Written request: Copy out the items below verbatim, beginning at the line that contains "In the photograph below, where can the bright" and stopping after the line that contains "(370, 1091)". Leave the pictures out.

Input material:
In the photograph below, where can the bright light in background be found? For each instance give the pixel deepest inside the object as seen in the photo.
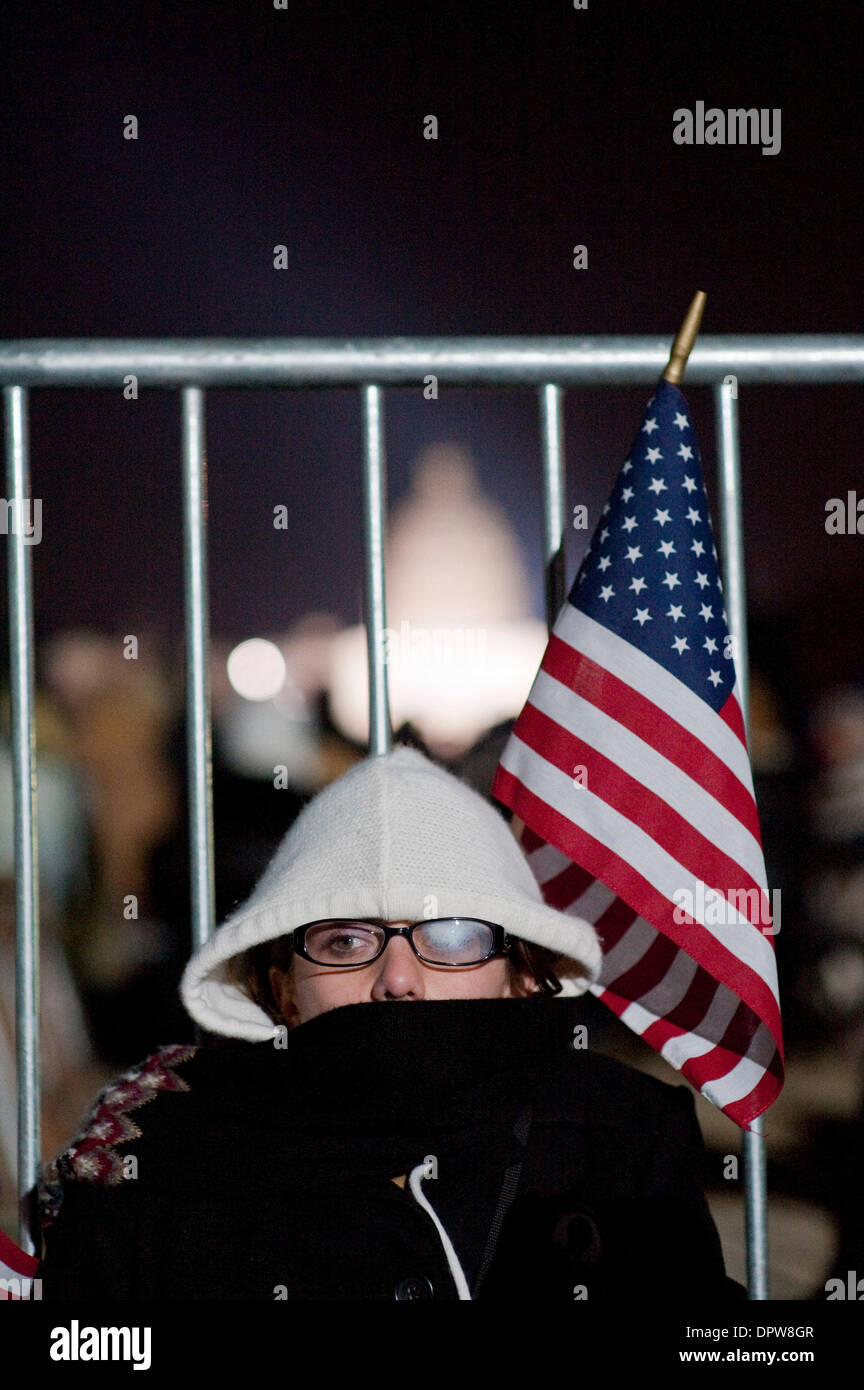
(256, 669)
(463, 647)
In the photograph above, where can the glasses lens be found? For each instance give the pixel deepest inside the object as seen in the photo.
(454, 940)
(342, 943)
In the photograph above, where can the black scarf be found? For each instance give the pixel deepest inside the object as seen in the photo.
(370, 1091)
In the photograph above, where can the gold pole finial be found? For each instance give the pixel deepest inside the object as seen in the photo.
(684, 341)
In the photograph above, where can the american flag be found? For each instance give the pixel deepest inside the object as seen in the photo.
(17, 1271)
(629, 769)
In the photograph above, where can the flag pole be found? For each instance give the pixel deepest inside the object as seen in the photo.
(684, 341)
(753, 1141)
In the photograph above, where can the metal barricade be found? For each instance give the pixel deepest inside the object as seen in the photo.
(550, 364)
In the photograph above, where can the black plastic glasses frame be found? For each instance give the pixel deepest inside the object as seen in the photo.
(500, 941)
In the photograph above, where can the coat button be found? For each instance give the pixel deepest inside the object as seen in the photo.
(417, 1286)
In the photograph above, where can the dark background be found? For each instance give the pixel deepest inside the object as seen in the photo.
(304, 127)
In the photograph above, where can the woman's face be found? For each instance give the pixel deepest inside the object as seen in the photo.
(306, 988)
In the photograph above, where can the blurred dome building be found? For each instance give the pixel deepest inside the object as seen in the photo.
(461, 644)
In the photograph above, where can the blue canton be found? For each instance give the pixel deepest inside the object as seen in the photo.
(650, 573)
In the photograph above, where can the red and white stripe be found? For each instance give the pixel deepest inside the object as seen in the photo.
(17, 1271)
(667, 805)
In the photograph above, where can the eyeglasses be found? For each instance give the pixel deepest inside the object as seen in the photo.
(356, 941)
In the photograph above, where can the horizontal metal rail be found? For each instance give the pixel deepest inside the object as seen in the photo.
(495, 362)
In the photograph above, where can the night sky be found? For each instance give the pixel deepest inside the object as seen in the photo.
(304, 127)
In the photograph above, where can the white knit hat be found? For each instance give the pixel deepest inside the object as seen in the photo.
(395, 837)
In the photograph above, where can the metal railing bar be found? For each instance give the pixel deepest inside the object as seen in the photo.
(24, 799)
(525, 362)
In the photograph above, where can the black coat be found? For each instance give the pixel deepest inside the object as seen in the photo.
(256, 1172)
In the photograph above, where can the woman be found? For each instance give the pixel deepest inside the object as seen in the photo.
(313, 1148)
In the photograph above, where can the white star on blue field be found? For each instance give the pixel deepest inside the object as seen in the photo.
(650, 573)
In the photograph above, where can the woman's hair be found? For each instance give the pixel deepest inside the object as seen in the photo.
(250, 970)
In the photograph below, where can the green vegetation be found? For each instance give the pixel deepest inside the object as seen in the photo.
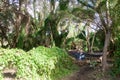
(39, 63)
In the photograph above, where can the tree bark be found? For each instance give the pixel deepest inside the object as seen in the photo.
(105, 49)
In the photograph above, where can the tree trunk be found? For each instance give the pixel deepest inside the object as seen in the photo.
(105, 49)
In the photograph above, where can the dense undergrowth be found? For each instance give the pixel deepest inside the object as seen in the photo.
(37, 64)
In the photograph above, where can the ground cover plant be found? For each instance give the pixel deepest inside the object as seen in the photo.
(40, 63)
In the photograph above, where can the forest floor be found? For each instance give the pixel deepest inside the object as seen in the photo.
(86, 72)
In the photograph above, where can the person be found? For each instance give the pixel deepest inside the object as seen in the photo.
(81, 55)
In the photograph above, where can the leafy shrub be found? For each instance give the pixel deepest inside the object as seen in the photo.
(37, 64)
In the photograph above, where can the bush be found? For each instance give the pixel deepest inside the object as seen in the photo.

...

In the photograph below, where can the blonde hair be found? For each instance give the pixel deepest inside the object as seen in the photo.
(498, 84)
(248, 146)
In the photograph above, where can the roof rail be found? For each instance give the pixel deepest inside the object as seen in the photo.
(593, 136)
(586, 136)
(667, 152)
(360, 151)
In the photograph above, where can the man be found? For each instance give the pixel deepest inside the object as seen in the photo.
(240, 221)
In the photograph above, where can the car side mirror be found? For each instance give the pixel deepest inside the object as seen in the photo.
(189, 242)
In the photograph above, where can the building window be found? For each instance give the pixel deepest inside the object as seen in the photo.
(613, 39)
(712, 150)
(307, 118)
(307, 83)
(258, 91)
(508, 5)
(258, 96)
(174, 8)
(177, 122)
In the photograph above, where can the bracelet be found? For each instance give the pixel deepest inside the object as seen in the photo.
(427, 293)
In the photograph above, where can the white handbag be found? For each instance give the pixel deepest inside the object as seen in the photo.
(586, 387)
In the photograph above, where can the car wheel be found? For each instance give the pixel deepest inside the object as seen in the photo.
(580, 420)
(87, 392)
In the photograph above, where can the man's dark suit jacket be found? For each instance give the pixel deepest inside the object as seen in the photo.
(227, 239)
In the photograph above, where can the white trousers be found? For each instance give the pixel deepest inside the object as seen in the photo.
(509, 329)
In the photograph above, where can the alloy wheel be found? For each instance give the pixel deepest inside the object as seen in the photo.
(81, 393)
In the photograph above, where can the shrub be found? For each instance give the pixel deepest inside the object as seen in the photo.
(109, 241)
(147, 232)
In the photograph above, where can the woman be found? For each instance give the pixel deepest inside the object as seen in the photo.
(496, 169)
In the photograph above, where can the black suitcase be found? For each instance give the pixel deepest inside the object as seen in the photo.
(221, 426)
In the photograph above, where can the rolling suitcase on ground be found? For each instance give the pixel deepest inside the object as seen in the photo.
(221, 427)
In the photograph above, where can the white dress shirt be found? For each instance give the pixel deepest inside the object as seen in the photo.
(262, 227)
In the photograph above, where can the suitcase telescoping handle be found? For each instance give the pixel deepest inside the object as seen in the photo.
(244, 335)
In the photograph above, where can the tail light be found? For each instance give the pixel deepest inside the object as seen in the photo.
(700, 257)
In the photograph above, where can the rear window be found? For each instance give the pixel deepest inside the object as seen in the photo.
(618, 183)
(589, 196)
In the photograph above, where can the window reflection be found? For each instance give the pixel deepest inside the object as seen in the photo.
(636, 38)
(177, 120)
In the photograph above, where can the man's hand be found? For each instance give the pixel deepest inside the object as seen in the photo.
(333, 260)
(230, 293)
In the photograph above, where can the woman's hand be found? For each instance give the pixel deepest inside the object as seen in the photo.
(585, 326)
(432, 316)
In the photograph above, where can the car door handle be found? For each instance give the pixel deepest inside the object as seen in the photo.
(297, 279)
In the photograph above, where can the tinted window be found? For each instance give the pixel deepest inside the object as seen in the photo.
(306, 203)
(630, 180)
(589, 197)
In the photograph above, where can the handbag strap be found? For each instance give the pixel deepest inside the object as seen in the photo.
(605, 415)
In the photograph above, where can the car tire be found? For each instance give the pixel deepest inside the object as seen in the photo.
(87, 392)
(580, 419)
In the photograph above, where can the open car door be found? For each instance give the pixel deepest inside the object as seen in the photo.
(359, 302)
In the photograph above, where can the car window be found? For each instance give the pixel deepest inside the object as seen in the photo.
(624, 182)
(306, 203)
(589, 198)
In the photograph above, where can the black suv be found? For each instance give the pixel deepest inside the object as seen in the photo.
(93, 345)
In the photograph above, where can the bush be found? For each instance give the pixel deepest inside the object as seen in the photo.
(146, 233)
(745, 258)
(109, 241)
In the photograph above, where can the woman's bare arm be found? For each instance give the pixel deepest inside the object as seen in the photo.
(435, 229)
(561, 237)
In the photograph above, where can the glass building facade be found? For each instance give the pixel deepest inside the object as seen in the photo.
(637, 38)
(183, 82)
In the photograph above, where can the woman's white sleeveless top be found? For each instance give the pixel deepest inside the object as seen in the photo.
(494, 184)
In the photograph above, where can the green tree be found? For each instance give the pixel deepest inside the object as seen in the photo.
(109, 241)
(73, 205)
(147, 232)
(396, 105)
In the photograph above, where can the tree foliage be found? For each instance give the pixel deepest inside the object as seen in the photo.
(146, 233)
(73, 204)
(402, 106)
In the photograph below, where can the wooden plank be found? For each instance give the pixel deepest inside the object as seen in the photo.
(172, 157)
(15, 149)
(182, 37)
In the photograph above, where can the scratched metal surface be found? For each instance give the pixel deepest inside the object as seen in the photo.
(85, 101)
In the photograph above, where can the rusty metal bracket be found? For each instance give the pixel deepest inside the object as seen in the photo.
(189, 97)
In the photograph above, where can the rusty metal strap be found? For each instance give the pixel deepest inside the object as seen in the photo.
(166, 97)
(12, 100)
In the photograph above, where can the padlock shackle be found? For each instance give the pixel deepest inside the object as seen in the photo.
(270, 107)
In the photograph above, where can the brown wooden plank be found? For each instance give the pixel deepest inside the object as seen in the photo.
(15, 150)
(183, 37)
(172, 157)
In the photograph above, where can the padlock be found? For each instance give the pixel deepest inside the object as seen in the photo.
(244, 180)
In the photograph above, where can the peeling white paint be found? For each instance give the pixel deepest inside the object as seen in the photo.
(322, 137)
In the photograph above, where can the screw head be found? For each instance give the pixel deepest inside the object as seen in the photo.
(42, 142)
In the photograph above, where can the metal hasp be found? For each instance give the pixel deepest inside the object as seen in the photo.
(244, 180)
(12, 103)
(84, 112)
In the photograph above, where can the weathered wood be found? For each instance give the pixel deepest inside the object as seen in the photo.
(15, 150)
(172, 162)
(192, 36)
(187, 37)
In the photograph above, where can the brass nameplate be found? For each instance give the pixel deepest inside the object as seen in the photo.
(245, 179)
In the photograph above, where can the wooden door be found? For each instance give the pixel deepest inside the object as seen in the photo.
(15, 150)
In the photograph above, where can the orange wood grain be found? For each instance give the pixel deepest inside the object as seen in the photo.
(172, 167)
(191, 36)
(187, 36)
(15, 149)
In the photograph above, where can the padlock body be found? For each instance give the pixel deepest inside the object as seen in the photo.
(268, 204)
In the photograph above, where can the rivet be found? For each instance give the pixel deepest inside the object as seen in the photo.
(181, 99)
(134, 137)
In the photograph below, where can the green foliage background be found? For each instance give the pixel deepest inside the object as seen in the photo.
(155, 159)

Problem solution:
In the photograph below, where can the bright light in background be found? For each instance give the pixel deepest inside the object as seen in the photo.
(256, 669)
(463, 647)
In the photograph above, where can the glasses lens be found? For each instance give the pixel deepest inside the object as seen in the photo.
(454, 940)
(342, 943)
In the photograph above, where can the black scarf be found? For each instance give the pixel deepest inside the object as seen in the photo.
(370, 1091)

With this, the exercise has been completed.